[READING PASSAGE]:
****************************************

Last updated 5th July, 2018
he desperate cries of a fatally injured young woman ring out into the night. She knows she can be heard but realizes as her life ebbs away, that no one is coming to her aid. This is not a murder mystery novel, a story created to draw readers in. This is true life and a brutal murder which took place in Queens, New York on 13 March 1964. Kitty Genovese was an intelligent and independent woman of 28-years-old. Attractive, funny and petite she harmed no one and posed no threat. In 1964 she became the victim of a predator who stalked her from the shadows as she walked home late in the evening.
A predator who pounced on a residential street, illuminated by street lights and in full view of the apartments overlooking the scene. He knew he would not be interrupted. He knew that people ‘just didn’t want to get involved’. This is a phrase that will forever be associated with the murder of Kitty Genovese. A phrase that has prompted an outcry, academic curiosity and in more recent years, outright denial.
Police reports show that 38 people saw or heard the brutal attack on Kitty Genovese that night. Residents who peered out of their windows at 3 am after hearing her screams. Witnesses who saw a woman being attacked and still only one called the police.
Kitty Genovese: A True Account of a Public Murder and its Private Consequences grips you right from the start with an introduction which sets the scene and increases your curiosity. Catherine Pelonero has recreated the events of that March evening in 1964. Using official documentation, her own interviews with those involved, witness statements and police reports, she has been able to write true crime like a fast-paced novel that keeps you turning pages. Her vivid descriptions and impressive language provide a hard-hitting glimpse of the ordeal this young woman endured.
Catherine Pelonero is an author and playwright who has spent six years researching this case. Six years combing through the full police reports, each witness statement and every interview transcript to ensure she got the facts right. Her patience and attention to detail shine through in a book which presents the truths of this murder, using intelligent narrative and an engaging and refreshing writing style. She describes each witness and what they saw that night. How they saw Kitty Genovese fall to the ground and heard her cries. “He’s got me! He’s got me!”
They watched as her attacker fled into the night. She describes how they continued to watch as Kitty struggled to her feet and staggered down the road. “God please help me, I’m stabbed!”

****************************************

[SUPPLIED INFORMATION]:
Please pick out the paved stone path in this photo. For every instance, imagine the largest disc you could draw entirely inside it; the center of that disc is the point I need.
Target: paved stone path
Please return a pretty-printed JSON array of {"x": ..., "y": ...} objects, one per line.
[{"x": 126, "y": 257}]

****************************************

[COMPLETE THE FOLLOWING]:
1. Give the book review's passage from "Police reports show" to "called the police." again, substituting "Neighbors" for "Residents".
2. In the book review, what sources does the sentence beginning "Using official documentation" say Catherine Pelonero drew on?

[TASK-BY-TASK RESULTS]:
1.
Police reports show that 38 people saw or heard the brutal attack on Kitty Genovese that night. Neighbors who peered out of their windows at 3 am after hearing her screams. Witnesses who saw a woman being attacked and still only one called the police.

2.
- official documentation
- her own interviews with those involved
- witness statements
- police reports